◆ Problem details:
Using the listing below, set down each line from the line containing "of the sandy" through the line containing "of the person", both ends included, exactly and with nothing added.

◆ Exercise material:
━━━━

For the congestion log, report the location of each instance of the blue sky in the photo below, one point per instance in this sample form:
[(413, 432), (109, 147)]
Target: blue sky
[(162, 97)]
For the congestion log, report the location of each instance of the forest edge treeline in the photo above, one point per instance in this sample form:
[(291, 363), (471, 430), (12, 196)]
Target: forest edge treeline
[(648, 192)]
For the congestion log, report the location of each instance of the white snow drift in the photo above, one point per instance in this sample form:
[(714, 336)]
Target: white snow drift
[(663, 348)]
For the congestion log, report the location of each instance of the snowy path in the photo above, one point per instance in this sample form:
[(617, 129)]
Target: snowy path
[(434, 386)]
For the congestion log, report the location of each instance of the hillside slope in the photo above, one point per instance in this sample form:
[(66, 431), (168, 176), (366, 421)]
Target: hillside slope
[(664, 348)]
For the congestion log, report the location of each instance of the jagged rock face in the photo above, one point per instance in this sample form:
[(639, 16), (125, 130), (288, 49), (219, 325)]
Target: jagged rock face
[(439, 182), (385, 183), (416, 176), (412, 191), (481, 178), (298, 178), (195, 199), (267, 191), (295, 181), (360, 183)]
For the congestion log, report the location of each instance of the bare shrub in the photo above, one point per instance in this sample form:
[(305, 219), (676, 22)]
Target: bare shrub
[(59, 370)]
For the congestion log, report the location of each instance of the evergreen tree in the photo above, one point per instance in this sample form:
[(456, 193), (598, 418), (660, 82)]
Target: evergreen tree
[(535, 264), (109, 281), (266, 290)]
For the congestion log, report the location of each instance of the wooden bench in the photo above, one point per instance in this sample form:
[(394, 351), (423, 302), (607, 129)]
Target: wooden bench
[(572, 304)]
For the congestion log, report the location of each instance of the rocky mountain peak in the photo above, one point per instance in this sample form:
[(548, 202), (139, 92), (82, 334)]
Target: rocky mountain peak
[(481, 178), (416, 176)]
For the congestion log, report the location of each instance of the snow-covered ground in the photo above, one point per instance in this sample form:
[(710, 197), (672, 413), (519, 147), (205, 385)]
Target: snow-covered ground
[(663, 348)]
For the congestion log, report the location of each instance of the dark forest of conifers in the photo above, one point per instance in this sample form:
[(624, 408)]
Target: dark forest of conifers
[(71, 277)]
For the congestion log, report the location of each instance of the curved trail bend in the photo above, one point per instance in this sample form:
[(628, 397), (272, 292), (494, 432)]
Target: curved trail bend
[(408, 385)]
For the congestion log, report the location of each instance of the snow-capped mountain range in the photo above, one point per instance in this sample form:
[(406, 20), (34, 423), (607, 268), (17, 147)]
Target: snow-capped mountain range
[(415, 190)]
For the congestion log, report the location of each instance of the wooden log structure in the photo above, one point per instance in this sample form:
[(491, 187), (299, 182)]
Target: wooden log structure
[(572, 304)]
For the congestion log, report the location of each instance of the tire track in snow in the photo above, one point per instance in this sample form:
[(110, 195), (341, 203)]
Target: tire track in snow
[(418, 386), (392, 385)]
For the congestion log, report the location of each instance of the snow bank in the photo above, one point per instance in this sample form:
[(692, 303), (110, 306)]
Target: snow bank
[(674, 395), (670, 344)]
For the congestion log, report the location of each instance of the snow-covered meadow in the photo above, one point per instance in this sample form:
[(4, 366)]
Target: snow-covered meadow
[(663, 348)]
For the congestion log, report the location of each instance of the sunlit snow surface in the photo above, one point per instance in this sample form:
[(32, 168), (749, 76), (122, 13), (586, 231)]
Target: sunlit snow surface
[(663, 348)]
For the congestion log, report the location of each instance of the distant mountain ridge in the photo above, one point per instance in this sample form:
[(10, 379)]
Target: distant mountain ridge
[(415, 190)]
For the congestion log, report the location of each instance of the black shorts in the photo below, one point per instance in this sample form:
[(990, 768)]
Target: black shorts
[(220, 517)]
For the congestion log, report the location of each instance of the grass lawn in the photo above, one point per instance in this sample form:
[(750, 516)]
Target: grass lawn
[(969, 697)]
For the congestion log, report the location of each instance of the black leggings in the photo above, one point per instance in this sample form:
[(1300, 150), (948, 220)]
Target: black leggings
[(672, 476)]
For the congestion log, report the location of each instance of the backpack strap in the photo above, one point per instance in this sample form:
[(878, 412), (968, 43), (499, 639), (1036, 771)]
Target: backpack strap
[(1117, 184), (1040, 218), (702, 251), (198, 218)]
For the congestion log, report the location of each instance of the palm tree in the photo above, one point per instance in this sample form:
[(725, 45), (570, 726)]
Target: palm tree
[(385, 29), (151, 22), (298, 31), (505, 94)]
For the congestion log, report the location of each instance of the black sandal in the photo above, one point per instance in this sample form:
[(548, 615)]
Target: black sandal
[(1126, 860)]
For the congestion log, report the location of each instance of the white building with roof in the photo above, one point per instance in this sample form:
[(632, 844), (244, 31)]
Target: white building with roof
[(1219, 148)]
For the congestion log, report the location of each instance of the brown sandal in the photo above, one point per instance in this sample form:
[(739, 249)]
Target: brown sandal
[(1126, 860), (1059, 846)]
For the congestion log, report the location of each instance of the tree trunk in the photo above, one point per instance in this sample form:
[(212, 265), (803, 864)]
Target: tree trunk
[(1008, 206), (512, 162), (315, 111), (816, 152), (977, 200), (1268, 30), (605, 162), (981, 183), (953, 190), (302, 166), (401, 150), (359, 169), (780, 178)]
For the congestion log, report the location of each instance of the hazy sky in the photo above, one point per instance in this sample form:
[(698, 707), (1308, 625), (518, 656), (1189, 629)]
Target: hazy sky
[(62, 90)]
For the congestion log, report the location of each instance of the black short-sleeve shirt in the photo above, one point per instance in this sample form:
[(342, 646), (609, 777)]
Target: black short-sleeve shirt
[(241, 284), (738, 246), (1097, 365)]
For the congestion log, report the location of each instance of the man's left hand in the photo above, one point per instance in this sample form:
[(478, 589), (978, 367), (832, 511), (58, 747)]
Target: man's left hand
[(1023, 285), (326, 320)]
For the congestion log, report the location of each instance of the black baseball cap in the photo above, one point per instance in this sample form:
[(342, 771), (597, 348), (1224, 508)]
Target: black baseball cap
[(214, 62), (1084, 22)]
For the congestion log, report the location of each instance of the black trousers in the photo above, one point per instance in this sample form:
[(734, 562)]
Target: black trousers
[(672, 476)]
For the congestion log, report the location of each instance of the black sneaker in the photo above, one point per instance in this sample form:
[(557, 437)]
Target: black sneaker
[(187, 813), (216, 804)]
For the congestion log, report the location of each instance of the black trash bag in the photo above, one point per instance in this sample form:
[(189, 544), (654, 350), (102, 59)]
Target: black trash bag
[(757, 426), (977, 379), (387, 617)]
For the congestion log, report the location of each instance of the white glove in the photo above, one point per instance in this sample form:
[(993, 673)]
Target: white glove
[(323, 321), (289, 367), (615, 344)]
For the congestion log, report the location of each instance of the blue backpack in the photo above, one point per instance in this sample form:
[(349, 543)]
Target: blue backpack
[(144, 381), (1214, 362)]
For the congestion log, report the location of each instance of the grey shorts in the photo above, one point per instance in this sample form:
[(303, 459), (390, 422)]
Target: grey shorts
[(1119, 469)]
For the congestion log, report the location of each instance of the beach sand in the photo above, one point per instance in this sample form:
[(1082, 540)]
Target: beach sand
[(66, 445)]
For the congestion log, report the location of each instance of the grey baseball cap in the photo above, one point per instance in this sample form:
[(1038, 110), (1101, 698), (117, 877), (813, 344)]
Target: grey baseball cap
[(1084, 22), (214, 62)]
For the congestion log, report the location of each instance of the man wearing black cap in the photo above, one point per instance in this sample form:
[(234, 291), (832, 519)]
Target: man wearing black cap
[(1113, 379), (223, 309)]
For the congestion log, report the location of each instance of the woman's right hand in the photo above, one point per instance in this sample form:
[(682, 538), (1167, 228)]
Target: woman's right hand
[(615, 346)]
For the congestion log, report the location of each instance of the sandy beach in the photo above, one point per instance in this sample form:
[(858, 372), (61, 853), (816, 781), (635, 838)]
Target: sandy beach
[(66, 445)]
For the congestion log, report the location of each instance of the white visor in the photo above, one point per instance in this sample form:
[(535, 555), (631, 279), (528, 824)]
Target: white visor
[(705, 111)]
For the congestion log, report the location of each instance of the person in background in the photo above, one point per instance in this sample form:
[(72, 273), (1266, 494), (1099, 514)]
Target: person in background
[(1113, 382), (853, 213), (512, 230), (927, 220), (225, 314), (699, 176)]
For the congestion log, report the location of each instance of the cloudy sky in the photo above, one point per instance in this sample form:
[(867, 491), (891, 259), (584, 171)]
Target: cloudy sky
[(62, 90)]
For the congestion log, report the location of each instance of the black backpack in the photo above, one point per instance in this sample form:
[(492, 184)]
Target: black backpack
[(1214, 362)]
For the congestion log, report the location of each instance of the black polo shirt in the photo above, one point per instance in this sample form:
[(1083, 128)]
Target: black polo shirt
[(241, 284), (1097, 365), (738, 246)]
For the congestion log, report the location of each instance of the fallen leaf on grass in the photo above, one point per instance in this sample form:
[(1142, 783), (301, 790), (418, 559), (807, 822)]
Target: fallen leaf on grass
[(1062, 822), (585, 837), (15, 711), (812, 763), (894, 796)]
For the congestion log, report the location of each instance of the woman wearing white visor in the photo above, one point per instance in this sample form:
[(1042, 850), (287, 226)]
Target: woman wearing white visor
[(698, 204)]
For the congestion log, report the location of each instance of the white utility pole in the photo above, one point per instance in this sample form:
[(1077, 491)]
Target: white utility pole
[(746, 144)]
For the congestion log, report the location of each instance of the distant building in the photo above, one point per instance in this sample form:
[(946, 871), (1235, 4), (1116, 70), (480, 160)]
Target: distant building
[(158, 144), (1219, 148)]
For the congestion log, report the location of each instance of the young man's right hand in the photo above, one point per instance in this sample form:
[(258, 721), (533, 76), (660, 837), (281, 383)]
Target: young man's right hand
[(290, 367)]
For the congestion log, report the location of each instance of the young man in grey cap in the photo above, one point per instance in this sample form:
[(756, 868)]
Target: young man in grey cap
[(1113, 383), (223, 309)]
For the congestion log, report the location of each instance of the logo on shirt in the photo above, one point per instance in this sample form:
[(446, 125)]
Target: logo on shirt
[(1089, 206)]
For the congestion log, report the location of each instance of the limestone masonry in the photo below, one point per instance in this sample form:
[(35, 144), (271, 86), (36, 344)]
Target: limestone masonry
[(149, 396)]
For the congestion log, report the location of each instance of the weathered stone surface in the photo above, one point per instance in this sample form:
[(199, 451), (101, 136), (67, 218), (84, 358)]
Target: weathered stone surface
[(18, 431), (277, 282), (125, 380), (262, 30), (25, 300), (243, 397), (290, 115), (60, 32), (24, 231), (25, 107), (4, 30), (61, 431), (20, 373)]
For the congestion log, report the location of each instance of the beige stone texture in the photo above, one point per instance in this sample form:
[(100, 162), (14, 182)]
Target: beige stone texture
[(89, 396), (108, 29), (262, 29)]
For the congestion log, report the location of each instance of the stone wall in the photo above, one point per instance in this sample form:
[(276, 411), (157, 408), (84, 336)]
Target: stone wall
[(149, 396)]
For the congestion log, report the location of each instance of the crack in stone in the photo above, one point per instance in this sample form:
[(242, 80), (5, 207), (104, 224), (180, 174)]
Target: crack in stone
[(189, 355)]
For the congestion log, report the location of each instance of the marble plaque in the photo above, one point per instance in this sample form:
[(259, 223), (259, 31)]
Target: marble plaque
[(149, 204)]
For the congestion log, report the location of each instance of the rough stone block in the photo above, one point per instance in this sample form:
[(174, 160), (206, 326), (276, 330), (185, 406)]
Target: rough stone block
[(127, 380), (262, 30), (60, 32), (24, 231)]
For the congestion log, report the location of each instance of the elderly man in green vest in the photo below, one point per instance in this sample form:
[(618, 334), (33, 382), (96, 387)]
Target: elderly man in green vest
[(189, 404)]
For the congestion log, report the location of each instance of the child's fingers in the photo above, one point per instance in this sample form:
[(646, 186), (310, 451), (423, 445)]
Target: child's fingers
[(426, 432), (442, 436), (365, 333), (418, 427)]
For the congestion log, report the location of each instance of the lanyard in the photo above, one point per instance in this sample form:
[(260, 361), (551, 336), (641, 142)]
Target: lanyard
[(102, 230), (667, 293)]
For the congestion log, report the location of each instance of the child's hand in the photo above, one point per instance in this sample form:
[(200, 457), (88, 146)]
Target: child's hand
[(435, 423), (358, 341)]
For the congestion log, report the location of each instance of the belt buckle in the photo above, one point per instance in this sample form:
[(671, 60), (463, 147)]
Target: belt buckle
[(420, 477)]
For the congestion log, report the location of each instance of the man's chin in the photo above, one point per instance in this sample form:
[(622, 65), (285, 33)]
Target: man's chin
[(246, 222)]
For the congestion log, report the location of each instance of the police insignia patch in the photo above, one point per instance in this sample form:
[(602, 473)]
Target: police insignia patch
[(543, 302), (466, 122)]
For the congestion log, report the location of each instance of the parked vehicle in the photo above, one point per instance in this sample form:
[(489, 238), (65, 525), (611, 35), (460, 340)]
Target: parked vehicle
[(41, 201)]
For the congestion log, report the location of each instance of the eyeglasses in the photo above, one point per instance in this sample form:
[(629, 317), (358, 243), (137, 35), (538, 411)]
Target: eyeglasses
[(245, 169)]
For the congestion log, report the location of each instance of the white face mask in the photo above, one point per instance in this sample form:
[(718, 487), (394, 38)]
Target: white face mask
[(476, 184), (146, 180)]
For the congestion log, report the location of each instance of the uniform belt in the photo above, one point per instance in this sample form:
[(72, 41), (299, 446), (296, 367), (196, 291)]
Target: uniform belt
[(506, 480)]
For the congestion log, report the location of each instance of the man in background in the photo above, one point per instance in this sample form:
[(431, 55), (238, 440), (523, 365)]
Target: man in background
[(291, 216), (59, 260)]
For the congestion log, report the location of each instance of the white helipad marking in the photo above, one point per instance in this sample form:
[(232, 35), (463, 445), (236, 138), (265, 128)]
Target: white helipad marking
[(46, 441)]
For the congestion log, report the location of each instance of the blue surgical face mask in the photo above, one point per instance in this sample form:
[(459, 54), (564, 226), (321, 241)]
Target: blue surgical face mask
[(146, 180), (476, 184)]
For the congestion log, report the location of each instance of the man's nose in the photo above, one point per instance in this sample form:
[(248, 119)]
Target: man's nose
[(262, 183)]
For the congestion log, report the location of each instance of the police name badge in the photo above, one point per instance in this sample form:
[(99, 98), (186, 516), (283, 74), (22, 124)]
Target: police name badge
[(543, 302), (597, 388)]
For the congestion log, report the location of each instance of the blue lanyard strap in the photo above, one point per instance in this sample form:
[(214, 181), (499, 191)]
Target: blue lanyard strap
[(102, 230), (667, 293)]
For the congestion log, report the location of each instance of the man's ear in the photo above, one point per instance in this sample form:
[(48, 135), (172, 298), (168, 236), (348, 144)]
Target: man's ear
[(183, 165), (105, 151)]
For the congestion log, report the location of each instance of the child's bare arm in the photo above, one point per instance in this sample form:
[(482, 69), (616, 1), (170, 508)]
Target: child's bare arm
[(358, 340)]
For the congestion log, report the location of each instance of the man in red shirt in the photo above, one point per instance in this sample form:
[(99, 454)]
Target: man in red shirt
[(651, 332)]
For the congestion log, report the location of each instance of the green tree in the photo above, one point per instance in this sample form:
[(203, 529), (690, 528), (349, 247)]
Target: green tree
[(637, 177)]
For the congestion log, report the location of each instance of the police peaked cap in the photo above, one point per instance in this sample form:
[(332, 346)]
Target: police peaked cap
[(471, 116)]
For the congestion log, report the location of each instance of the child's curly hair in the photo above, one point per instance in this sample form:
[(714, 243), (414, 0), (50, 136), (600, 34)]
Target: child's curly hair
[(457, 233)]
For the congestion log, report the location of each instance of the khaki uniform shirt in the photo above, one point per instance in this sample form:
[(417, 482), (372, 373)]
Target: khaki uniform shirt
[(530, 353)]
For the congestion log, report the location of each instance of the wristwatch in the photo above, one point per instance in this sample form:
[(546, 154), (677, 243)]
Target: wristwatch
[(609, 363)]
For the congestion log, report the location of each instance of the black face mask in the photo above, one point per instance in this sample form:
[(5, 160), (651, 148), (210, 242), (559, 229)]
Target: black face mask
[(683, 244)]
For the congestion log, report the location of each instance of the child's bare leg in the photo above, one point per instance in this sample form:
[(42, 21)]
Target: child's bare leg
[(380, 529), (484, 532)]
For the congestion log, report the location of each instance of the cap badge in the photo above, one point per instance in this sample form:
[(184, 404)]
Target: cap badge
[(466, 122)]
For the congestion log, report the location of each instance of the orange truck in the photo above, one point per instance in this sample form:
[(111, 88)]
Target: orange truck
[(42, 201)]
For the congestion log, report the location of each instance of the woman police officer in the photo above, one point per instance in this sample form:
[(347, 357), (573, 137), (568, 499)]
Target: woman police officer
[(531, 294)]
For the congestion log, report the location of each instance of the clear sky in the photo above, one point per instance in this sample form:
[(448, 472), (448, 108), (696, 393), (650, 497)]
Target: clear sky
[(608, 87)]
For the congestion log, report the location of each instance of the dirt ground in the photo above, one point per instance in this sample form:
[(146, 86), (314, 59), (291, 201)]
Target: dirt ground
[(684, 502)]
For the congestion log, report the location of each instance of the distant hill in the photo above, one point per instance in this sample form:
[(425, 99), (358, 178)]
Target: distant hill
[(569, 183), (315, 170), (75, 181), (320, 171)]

━━━━

◆ Task response:
For the congestion log, report the location of each instance of the sandy beach in the photo above, one point per instance in this sample form:
[(858, 372), (61, 853), (816, 781), (635, 838)]
Target: sandy beach
[(66, 445)]
For the congestion log, report the location of each instance of the white visor in the photo above, one point per instance in this sample form:
[(535, 555), (631, 279), (528, 824)]
Target: white visor
[(705, 111)]
For the congestion log, report the location of each instance of the person in background in the photo above, one point per instance in this sample form:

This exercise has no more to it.